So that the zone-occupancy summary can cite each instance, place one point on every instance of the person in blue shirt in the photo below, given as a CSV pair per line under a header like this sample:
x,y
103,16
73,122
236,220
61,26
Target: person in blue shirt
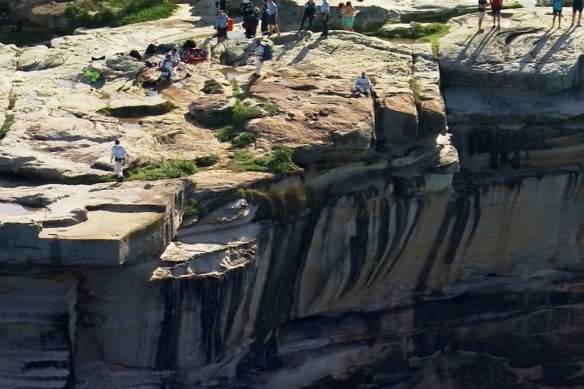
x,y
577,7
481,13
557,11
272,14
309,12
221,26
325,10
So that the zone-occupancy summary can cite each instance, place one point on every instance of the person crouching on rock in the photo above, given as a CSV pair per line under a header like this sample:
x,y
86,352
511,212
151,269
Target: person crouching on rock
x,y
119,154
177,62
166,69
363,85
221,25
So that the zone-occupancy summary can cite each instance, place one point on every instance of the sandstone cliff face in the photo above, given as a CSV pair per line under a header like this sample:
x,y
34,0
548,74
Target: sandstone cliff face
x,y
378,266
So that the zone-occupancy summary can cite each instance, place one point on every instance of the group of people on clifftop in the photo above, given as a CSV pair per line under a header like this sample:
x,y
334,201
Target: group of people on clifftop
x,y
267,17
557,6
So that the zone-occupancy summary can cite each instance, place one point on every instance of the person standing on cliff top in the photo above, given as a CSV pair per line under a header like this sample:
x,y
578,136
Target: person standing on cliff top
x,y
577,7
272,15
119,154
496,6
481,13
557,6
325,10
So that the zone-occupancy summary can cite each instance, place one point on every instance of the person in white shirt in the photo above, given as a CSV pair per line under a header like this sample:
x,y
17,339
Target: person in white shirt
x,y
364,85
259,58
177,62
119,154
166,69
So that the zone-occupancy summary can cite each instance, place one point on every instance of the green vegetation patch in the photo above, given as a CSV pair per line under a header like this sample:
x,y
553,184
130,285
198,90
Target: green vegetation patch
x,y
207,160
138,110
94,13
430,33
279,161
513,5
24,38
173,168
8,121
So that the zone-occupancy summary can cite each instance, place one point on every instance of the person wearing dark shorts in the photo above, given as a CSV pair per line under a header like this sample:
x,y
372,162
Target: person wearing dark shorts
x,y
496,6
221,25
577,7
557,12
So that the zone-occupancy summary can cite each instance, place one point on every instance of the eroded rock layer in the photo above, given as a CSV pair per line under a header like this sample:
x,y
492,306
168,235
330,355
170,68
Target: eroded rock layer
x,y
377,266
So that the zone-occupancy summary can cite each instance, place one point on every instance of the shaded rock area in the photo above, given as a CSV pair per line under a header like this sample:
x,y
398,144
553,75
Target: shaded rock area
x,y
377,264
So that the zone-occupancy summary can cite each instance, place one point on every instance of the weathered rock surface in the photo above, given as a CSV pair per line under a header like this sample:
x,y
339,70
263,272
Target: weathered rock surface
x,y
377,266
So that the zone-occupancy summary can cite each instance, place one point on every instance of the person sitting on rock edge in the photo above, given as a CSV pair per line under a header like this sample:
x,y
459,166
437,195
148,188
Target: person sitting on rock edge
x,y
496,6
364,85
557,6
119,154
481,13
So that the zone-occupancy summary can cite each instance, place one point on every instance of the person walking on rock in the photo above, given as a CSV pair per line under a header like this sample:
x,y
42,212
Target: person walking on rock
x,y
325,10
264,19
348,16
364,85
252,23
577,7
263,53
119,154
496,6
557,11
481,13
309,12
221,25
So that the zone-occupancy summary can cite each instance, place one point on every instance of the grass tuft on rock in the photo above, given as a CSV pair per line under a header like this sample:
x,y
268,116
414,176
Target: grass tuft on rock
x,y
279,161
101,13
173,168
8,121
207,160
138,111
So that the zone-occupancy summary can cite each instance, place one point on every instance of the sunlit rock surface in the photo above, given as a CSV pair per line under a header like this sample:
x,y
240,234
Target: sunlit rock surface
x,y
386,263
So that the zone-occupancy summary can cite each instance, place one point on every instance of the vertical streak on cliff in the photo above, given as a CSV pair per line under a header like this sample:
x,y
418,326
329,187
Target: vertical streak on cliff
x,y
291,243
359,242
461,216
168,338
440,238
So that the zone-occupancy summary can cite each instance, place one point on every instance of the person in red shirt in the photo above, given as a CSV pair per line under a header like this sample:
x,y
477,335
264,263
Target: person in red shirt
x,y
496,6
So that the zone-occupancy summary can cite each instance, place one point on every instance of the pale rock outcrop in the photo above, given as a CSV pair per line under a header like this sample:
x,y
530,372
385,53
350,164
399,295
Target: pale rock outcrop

━━━━━━━━

### What this task involves
Determine how many lines of the listing include the word "outcrop" and report nothing but the number.

### Answer
2